[Source records]
□ □ □ □

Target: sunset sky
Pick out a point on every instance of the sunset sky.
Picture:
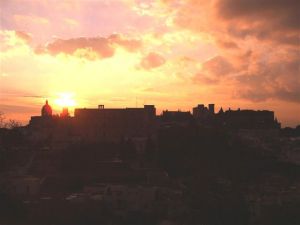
(171, 53)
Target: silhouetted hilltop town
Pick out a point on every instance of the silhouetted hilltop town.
(132, 166)
(109, 124)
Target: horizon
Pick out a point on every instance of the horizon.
(172, 54)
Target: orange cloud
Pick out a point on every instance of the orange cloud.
(89, 47)
(152, 60)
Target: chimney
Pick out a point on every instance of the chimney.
(211, 108)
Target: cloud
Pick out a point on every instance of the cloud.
(275, 20)
(89, 47)
(23, 35)
(152, 60)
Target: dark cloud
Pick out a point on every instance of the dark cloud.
(274, 20)
(152, 60)
(89, 47)
(277, 80)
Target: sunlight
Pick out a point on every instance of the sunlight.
(65, 99)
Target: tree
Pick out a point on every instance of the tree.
(10, 124)
(2, 120)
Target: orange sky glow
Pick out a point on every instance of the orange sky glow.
(174, 54)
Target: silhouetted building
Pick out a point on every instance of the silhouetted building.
(115, 124)
(176, 117)
(46, 110)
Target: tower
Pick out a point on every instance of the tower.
(211, 108)
(46, 110)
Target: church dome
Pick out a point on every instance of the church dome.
(46, 109)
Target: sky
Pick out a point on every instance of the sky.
(171, 53)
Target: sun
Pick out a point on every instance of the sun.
(65, 99)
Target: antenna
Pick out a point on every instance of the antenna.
(135, 102)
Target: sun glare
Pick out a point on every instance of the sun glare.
(65, 100)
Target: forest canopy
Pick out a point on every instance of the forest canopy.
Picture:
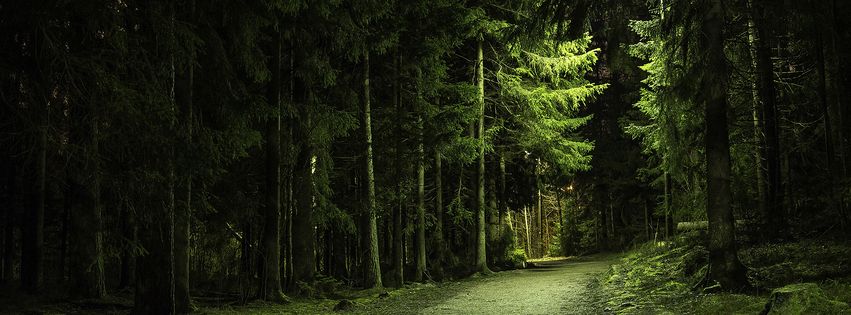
(167, 148)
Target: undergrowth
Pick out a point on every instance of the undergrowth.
(667, 277)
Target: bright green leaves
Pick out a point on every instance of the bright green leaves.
(545, 89)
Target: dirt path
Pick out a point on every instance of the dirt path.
(554, 287)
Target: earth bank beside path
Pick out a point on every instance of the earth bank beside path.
(551, 287)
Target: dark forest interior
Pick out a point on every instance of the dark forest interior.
(162, 157)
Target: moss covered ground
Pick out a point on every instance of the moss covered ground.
(669, 277)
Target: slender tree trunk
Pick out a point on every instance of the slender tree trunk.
(481, 251)
(438, 212)
(772, 212)
(540, 221)
(669, 200)
(32, 251)
(493, 220)
(398, 237)
(757, 120)
(725, 267)
(372, 267)
(288, 170)
(421, 262)
(526, 227)
(127, 227)
(270, 284)
(155, 270)
(86, 261)
(826, 97)
(9, 228)
(68, 204)
(183, 211)
(303, 246)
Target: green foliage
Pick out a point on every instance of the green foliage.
(774, 265)
(545, 90)
(516, 257)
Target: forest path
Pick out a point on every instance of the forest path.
(552, 287)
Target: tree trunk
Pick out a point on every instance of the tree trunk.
(438, 212)
(772, 206)
(481, 238)
(725, 267)
(270, 284)
(540, 221)
(825, 99)
(86, 260)
(526, 227)
(420, 262)
(9, 219)
(155, 270)
(127, 227)
(398, 237)
(493, 222)
(183, 212)
(372, 266)
(303, 246)
(32, 238)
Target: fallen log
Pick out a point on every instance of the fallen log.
(701, 225)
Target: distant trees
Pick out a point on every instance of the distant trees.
(252, 147)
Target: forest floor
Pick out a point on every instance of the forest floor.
(564, 286)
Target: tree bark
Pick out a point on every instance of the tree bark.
(303, 247)
(183, 211)
(420, 262)
(439, 242)
(725, 267)
(270, 284)
(32, 249)
(372, 266)
(398, 237)
(772, 204)
(481, 238)
(86, 259)
(155, 269)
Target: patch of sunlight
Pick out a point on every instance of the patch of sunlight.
(550, 258)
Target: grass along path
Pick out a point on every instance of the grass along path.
(551, 287)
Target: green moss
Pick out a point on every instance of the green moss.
(804, 298)
(659, 278)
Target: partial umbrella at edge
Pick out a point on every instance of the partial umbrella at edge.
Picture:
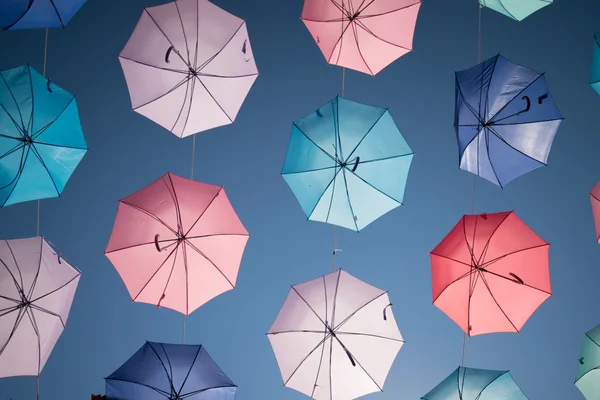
(365, 36)
(177, 243)
(347, 164)
(188, 66)
(490, 273)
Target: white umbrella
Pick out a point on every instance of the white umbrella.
(188, 66)
(37, 287)
(335, 337)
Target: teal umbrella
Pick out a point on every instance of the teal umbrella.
(476, 384)
(347, 164)
(588, 374)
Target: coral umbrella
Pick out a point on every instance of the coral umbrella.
(365, 36)
(188, 66)
(347, 164)
(588, 374)
(490, 273)
(515, 9)
(505, 120)
(37, 286)
(41, 140)
(177, 243)
(37, 14)
(160, 371)
(335, 337)
(476, 384)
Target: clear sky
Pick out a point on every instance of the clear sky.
(127, 152)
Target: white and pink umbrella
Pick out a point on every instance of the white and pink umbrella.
(335, 337)
(37, 287)
(177, 243)
(188, 66)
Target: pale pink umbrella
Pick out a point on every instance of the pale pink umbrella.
(177, 243)
(188, 66)
(363, 35)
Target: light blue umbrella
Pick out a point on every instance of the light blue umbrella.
(347, 164)
(159, 371)
(505, 120)
(595, 75)
(37, 14)
(516, 9)
(41, 141)
(476, 384)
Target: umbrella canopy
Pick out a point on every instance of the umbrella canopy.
(588, 374)
(476, 384)
(515, 9)
(505, 120)
(41, 141)
(335, 337)
(37, 14)
(365, 36)
(188, 66)
(169, 371)
(177, 243)
(37, 287)
(347, 164)
(595, 75)
(490, 273)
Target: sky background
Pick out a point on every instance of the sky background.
(128, 151)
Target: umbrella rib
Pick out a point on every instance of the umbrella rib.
(366, 134)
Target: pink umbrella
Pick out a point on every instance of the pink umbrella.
(363, 35)
(177, 243)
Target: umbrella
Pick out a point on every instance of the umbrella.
(335, 337)
(490, 273)
(595, 75)
(515, 9)
(347, 164)
(35, 14)
(41, 141)
(365, 36)
(476, 384)
(37, 287)
(177, 243)
(169, 371)
(188, 66)
(588, 374)
(595, 199)
(505, 120)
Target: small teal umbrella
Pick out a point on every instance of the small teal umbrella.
(41, 141)
(588, 375)
(347, 164)
(476, 384)
(516, 9)
(595, 75)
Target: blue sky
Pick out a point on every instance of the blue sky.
(128, 151)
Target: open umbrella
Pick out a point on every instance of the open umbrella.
(41, 141)
(169, 371)
(36, 14)
(188, 66)
(595, 74)
(335, 337)
(476, 384)
(37, 287)
(588, 374)
(177, 243)
(516, 9)
(505, 120)
(490, 273)
(365, 36)
(347, 164)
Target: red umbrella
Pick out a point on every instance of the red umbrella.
(490, 273)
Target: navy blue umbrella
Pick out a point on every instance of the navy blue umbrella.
(169, 371)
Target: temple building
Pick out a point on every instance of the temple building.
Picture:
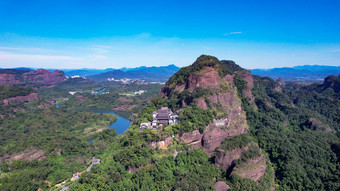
(162, 117)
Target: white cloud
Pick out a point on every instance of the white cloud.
(26, 49)
(232, 33)
(97, 57)
(10, 60)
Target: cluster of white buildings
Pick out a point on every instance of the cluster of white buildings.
(162, 117)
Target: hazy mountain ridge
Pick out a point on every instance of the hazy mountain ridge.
(299, 73)
(162, 74)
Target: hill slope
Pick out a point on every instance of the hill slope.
(299, 73)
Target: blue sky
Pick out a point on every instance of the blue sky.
(124, 33)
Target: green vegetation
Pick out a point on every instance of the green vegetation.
(223, 68)
(235, 142)
(189, 171)
(302, 157)
(10, 91)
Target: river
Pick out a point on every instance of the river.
(122, 123)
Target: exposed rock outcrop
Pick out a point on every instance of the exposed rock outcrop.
(162, 144)
(221, 186)
(41, 76)
(21, 99)
(33, 154)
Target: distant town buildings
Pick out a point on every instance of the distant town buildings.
(162, 117)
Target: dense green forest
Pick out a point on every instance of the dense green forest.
(50, 143)
(294, 128)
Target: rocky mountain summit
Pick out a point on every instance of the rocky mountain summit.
(41, 76)
(218, 87)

□ □ □ □

--- INSTRUCTIONS FOR THE TASK ---
Could you print every one of the rows above verbatim, leaving the pictures out?

--- ANSWER ---
Target: sunset sky
Pick out a point on every instance of the sunset sky.
Picture:
(171, 53)
Target: silhouetted hilltop town
Pick out a point on every instance of the silhouetted hilltop town.
(132, 166)
(109, 124)
Target: horizon
Pick out a point on every instance of the horizon.
(172, 54)
Target: orange cloud
Pick out a point on every instance of the orange cloud.
(89, 47)
(152, 60)
Target: chimney
Pick out a point on every instance of the chimney.
(211, 108)
Target: cloud
Pick out a point on every instance of the cloud.
(275, 20)
(89, 47)
(23, 35)
(152, 60)
Target: dark cloud
Pick out a point on every instance of the dark cloud.
(274, 20)
(152, 60)
(89, 47)
(277, 80)
Target: sunlight
Pick out a point on every instance of the sunlight.
(65, 99)
Target: tree
Pick out a point on every instance of the tree.
(10, 124)
(2, 120)
Target: orange sky glow
Pick out a point on every instance of the orange sky glow.
(174, 54)
Target: silhouetted building
Pick out a point on every instance of the silhouetted building.
(115, 124)
(176, 117)
(46, 110)
Target: tower
Pick out a point on every instance of the tower.
(211, 108)
(46, 110)
Target: church dome
Pick out a point on every instance of the church dome.
(46, 109)
Target: sky
Pick out a point on every instance of the sky.
(171, 53)
Target: sun
Pick out a point on every instance of the sun.
(65, 99)
Target: antenna
Pick out a point on every instance of the antenna.
(135, 102)
Target: sun glare
Pick out a point on every instance of the sun glare.
(65, 100)
Target: forest canopy
Pick out a point on every instance of the forest canopy.
Picture:
(167, 148)
Target: undergrowth
Pick out a point on every instance of the undergrowth.
(667, 277)
Target: bright green leaves
Pick out a point on every instance of the bright green leaves.
(545, 89)
Target: dirt path
Pick out a point on every instance of the dirt path.
(554, 287)
Target: earth bank beside path
Pick out a point on every instance of the earth bank beside path.
(551, 287)
Target: dark forest interior
Pick out a point on every instance of the dark forest interior.
(162, 157)
Target: moss covered ground
Pick out a point on every instance of the moss covered ground.
(669, 277)
Target: slender tree trunk
Pick out a point on every instance of the slender tree trunk.
(481, 251)
(438, 212)
(772, 212)
(540, 221)
(669, 200)
(32, 251)
(493, 220)
(398, 237)
(757, 120)
(725, 267)
(372, 267)
(288, 170)
(421, 262)
(526, 227)
(127, 227)
(270, 284)
(155, 270)
(86, 261)
(826, 97)
(9, 228)
(68, 204)
(183, 211)
(303, 246)
Target: green foliage
Pick out a point on every instance of the green foliage.
(774, 265)
(545, 90)
(516, 257)
Target: forest path
Pick out a point on every instance of the forest path.
(552, 287)
Target: tree trunk
Pick out a point on every instance of the tree trunk.
(438, 212)
(772, 206)
(481, 238)
(725, 267)
(270, 284)
(540, 221)
(825, 99)
(86, 260)
(526, 227)
(420, 262)
(9, 219)
(155, 270)
(127, 227)
(398, 237)
(493, 222)
(183, 212)
(372, 266)
(303, 246)
(32, 238)
Target: fallen log
Pick out a point on every instance of the fallen log.
(701, 225)
Target: distant trees
Pick out a point on every instance of the distant trees.
(252, 147)
Target: forest floor
Pick out a point on every instance of the forest floor.
(564, 286)
Target: tree bark
Pick out a point on every instance of the tree bark.
(303, 247)
(183, 211)
(420, 262)
(439, 242)
(725, 267)
(270, 284)
(32, 249)
(372, 266)
(398, 237)
(772, 204)
(481, 238)
(86, 259)
(155, 269)
Target: patch of sunlight
Pick out a point on every instance of the patch of sunlight.
(550, 258)
Target: grass along path
Pick out a point on every instance of the grass along path.
(551, 287)
Target: green moss
Pick out a point on every instance of the green moss.
(804, 298)
(659, 278)
Target: partial umbrella at edge
Pick out a point on every instance of the partial umbrella at edge.
Picture:
(365, 36)
(177, 243)
(347, 164)
(188, 66)
(490, 273)
Target: white umbrella
Pick out a point on every instance of the white umbrella.
(188, 66)
(37, 287)
(335, 337)
Target: teal umbrella
Pick out a point on every instance of the teal umbrella.
(476, 384)
(347, 164)
(588, 374)
Target: coral umbrella
Pick out a point on every instance of the coral umbrella.
(365, 36)
(188, 66)
(347, 164)
(588, 374)
(490, 273)
(515, 9)
(505, 120)
(37, 286)
(41, 140)
(177, 243)
(37, 14)
(160, 371)
(335, 337)
(476, 384)
Target: clear sky
Pick out a point on every instance of the clear sky.
(127, 152)
Target: white and pink umbrella
Pick out a point on every instance of the white and pink umbrella.
(335, 337)
(37, 287)
(177, 243)
(188, 66)
Target: pale pink umbrella
Pick out a point on every instance of the pale pink umbrella.
(177, 243)
(188, 66)
(363, 35)
Target: light blue umbrella
Pick out a point on every instance of the light blue umbrella.
(347, 164)
(159, 371)
(505, 120)
(595, 75)
(37, 14)
(516, 9)
(41, 141)
(476, 384)
Target: umbrella canopy
Pick out a point on every instance of the umbrella canopy.
(588, 374)
(476, 384)
(515, 9)
(505, 120)
(41, 141)
(335, 337)
(37, 14)
(365, 36)
(188, 66)
(169, 371)
(177, 243)
(37, 287)
(347, 164)
(595, 75)
(490, 273)
Target: sky background
Pick out a point on every instance of the sky background.
(128, 151)
Target: umbrella rib
Pick out a point on every instance of the umbrella rib.
(366, 134)
Target: pink umbrella
Pick out a point on every instance of the pink umbrella.
(363, 35)
(177, 243)
Target: umbrella
Pick out a point on every instance of the umbrella.
(335, 337)
(490, 273)
(595, 75)
(515, 9)
(347, 164)
(35, 14)
(41, 141)
(365, 36)
(476, 384)
(37, 287)
(177, 243)
(169, 371)
(188, 66)
(588, 374)
(595, 199)
(505, 120)
Target: small teal umbrella
Pick out a point on every instance of the small teal umbrella.
(41, 141)
(588, 375)
(347, 164)
(476, 384)
(516, 9)
(595, 75)
Target: blue sky
Pick out a point on every instance of the blue sky.
(128, 151)
Target: open umbrella
Pick out a point on every instance of the open umbrella.
(41, 141)
(169, 371)
(36, 14)
(188, 66)
(595, 74)
(335, 337)
(476, 384)
(37, 287)
(588, 374)
(177, 243)
(516, 9)
(505, 120)
(490, 273)
(365, 36)
(347, 164)
Target: red umbrella
Pick out a point on every instance of the red umbrella.
(490, 273)
Target: navy blue umbrella
Pick out a point on every instance of the navy blue umbrella.
(169, 371)
Target: temple building
Pick out a point on every instance of the temple building.
Picture:
(162, 117)
Target: white cloud
Pick out a point on every instance of the white cloud.
(26, 49)
(232, 33)
(97, 57)
(10, 60)
Target: cluster of white buildings
Pick out a point on every instance of the cluster of white buildings.
(162, 117)
Target: hazy mountain ridge
Pick out a point on every instance of the hazy mountain ridge.
(299, 73)
(162, 74)
Target: hill slope
Pick out a point on every instance of the hill slope.
(299, 73)
Target: blue sky
Pick out a point on every instance of the blue sky.
(124, 33)
Target: green vegetation
Pick out a point on every instance of the green vegetation.
(223, 68)
(235, 142)
(189, 171)
(302, 157)
(10, 91)
Target: river
Pick out a point on every instance of the river.
(122, 123)
Target: exposed rock outcrop
Pick out a point on every instance of the exposed rock outcrop.
(162, 144)
(221, 186)
(41, 76)
(21, 99)
(33, 154)
Target: distant town buildings
Pick out a point on every instance of the distant town buildings.
(162, 117)
Target: dense green forest
Pick out a point on every instance of the dense green forest.
(50, 143)
(294, 128)
Target: rocky mountain summit
Pick out a point on every instance of the rocky mountain summit.
(41, 76)
(218, 87)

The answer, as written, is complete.